▶ [TASK STATEMENT]: Find each line below where the word "vest" occurs, and copy it.

(RECORDS FOR THE EXERCISE)

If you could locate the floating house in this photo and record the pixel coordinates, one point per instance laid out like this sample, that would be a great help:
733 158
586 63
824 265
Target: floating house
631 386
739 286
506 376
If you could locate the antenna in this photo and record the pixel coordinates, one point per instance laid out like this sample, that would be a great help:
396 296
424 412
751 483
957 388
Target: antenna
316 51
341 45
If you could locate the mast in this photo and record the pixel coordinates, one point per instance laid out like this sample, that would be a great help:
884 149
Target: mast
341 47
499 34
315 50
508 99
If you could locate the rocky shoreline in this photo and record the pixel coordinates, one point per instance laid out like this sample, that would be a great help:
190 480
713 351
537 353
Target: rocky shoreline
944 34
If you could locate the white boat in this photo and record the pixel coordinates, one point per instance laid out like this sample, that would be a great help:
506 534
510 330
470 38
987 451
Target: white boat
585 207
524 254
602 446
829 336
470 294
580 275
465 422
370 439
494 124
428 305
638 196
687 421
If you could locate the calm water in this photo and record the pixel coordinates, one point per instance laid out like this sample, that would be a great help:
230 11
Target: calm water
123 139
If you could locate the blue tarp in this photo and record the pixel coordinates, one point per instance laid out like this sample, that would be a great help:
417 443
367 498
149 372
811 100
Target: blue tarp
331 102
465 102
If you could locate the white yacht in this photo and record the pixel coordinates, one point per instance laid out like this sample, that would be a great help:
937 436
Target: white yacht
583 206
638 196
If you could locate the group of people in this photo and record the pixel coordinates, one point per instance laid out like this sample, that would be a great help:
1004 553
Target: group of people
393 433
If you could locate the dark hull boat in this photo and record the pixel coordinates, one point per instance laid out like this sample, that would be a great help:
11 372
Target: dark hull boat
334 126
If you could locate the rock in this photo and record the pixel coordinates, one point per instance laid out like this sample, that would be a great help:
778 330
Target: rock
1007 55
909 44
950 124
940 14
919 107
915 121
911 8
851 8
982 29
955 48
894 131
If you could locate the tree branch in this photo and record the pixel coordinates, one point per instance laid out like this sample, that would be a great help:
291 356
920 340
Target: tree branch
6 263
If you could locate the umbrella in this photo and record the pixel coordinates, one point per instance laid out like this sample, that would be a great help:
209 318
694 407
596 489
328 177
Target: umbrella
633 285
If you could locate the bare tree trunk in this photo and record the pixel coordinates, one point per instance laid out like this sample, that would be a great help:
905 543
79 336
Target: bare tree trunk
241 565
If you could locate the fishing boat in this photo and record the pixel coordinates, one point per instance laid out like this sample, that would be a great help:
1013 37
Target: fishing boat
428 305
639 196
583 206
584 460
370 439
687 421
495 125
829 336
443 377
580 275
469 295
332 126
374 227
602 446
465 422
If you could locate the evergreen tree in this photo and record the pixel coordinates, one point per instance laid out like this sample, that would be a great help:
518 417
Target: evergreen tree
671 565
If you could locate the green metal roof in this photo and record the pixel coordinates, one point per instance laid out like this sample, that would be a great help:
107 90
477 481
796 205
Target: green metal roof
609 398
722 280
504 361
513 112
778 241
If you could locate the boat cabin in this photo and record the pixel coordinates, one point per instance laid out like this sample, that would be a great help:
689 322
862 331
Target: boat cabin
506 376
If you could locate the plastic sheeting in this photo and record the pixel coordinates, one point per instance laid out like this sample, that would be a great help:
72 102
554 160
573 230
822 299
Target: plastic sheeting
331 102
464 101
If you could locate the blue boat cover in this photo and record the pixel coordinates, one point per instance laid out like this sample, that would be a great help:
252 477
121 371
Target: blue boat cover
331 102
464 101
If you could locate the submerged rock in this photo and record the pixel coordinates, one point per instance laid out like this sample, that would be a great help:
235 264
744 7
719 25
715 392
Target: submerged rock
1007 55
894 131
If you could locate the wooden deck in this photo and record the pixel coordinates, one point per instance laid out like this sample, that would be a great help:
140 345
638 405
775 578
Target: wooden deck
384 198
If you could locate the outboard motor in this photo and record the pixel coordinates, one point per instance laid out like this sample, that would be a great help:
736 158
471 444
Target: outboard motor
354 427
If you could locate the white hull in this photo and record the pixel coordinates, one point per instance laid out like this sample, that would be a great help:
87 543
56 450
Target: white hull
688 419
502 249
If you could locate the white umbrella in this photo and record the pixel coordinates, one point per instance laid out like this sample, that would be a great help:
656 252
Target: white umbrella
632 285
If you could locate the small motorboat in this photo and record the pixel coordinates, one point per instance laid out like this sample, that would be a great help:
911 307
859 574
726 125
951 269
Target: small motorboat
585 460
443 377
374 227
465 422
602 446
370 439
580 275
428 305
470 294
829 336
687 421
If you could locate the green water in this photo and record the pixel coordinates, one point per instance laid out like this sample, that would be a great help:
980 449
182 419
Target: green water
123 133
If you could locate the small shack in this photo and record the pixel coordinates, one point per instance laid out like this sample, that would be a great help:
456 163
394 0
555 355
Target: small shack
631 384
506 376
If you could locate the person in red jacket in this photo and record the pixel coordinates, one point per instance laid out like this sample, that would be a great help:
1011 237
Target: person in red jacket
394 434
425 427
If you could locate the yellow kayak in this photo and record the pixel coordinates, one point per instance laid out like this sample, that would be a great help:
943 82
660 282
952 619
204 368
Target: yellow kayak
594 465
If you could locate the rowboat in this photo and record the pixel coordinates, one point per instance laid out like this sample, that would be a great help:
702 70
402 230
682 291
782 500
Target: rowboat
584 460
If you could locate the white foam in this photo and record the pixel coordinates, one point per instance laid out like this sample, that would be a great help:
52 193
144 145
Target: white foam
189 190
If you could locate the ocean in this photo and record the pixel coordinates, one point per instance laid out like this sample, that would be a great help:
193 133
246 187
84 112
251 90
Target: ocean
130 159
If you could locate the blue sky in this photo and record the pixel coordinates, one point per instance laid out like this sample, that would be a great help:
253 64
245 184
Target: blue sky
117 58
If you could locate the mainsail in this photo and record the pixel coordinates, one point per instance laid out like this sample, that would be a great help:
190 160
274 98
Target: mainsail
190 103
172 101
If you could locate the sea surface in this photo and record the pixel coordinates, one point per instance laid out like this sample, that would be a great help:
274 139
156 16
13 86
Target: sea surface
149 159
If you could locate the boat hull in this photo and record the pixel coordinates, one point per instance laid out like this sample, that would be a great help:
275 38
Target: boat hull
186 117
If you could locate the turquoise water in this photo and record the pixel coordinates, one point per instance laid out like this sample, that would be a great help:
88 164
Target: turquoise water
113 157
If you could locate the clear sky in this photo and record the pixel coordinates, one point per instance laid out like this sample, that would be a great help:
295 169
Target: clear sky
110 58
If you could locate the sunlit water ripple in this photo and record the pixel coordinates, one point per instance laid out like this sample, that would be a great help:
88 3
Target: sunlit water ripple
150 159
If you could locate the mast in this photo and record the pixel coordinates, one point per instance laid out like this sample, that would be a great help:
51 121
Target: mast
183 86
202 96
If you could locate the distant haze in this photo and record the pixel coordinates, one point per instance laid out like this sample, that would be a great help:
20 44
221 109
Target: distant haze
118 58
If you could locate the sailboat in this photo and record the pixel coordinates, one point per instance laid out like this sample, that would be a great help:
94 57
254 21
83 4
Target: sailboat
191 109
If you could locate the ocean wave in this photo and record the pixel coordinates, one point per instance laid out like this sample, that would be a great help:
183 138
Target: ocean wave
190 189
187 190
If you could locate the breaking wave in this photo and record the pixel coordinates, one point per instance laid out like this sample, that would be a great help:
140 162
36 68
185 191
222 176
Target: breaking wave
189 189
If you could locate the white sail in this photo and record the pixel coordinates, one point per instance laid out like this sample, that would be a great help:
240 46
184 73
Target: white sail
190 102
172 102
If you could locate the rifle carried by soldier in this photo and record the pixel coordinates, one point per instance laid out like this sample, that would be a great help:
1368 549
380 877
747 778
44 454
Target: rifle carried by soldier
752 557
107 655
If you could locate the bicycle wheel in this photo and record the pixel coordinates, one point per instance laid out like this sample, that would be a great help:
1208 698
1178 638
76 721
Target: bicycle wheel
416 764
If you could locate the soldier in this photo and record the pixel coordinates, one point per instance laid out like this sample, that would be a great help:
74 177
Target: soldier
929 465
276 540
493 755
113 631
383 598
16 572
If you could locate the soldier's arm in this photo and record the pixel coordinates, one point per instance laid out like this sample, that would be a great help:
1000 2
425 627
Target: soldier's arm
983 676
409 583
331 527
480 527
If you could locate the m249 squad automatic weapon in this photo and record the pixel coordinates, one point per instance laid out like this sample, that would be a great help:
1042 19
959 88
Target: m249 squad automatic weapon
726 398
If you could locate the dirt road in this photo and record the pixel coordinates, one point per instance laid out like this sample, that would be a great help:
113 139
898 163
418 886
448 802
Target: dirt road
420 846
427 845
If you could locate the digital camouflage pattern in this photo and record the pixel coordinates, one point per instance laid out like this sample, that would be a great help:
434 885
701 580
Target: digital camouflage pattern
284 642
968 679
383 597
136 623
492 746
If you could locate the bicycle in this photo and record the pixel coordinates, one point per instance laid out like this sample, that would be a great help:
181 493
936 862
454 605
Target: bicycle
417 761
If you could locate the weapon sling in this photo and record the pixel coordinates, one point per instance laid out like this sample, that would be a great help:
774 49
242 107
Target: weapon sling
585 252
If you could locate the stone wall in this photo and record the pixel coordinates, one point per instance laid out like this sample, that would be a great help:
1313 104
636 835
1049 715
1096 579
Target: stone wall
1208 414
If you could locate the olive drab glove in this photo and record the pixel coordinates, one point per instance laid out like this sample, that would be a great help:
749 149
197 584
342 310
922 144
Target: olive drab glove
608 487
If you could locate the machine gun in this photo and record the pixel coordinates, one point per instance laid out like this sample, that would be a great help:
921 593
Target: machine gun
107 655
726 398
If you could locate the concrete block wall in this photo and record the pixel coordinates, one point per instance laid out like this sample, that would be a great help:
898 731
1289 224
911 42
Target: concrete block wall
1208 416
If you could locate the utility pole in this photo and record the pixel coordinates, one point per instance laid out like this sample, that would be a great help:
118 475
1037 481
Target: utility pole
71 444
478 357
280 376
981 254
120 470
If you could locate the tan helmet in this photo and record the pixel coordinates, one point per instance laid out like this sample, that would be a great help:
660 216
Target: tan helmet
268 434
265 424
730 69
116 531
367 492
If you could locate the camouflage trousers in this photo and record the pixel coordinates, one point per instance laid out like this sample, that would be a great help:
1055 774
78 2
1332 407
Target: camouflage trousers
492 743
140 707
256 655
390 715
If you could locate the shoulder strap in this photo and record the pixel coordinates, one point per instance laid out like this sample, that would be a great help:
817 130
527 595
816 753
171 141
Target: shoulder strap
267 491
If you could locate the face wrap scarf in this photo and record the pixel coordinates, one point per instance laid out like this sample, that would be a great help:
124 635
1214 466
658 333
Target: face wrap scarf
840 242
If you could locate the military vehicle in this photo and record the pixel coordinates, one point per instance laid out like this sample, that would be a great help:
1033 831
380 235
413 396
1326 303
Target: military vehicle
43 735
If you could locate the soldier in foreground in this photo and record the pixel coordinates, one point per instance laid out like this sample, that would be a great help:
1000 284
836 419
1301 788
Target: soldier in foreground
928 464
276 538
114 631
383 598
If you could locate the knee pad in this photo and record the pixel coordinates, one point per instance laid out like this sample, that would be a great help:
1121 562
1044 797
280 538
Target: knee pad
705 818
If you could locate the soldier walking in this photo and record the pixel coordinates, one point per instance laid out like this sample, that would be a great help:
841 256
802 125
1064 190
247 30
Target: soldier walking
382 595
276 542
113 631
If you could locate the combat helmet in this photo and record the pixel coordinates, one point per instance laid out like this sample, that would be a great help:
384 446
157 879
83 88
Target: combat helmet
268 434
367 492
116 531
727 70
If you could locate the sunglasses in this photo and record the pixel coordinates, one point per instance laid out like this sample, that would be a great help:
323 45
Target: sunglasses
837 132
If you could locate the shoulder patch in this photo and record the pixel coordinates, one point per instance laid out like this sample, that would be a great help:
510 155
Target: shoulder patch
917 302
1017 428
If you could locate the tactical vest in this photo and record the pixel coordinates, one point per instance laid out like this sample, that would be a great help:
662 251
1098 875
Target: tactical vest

(End RECORDS FOR THE EXERCISE)

▶ [RESULT FOR THIS EXERCISE]:
If you could locate the tactical vest in this photo and record the pixel coordinates, one point per instance laid out like this sample, that would be a great help:
Target: tactical vest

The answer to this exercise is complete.